• Given data

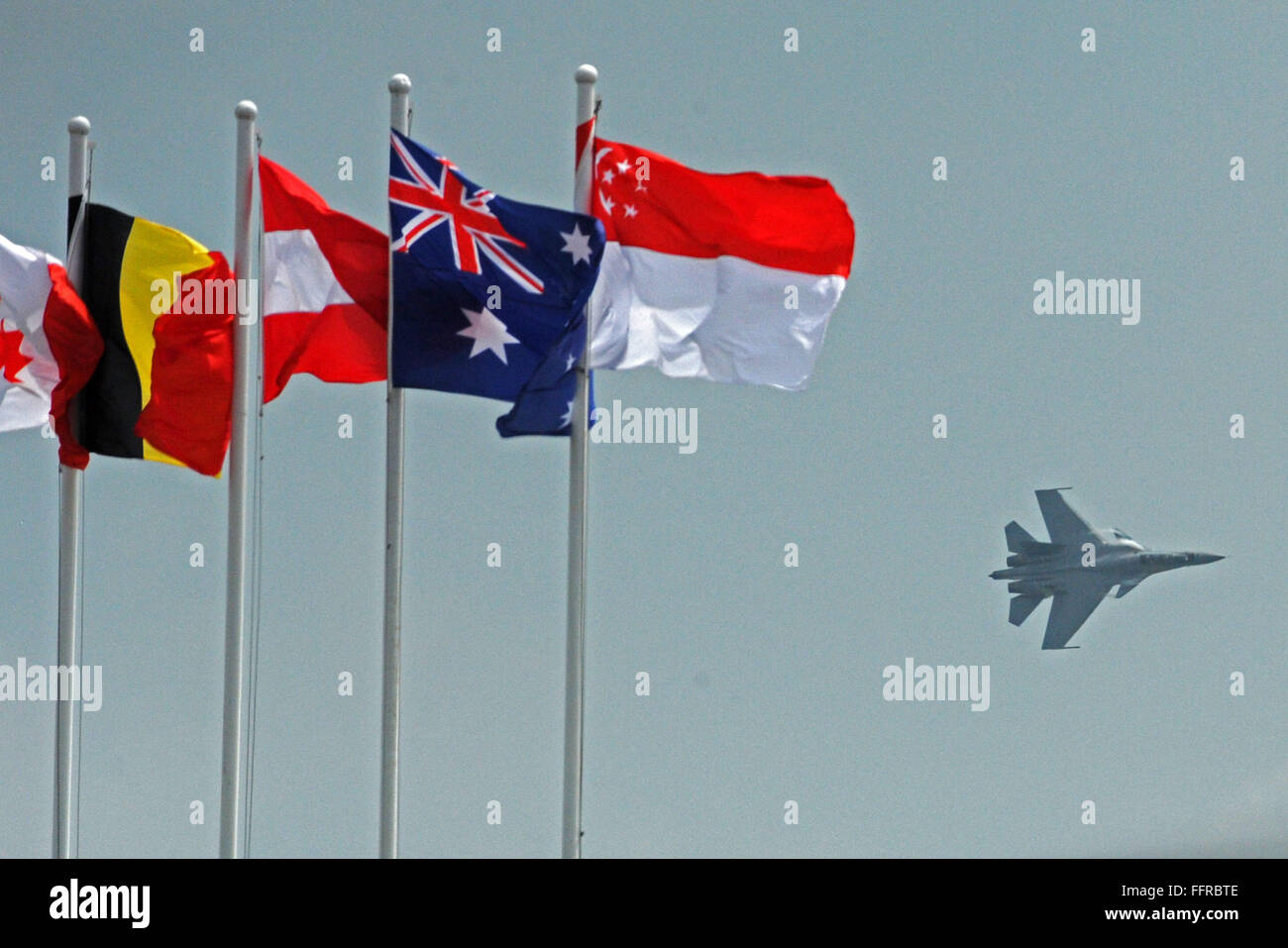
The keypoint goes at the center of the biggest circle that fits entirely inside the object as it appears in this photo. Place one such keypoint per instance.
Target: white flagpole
(575, 673)
(71, 539)
(241, 475)
(391, 685)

• What is asked
Please rescale the entries above by writing out all their lines again, requests included, with each coordinate in the answers multiplied by 1.1 and rounded to the nearest whole number, halves rounding up. Leave out the pictures.

• Solution below
The keypoint goes at the center of the biggest circle that fits entirely inside the object as it appears in this photo. Place one such keypoint per instance.
Target: white flagpole
(633, 740)
(78, 593)
(265, 523)
(430, 754)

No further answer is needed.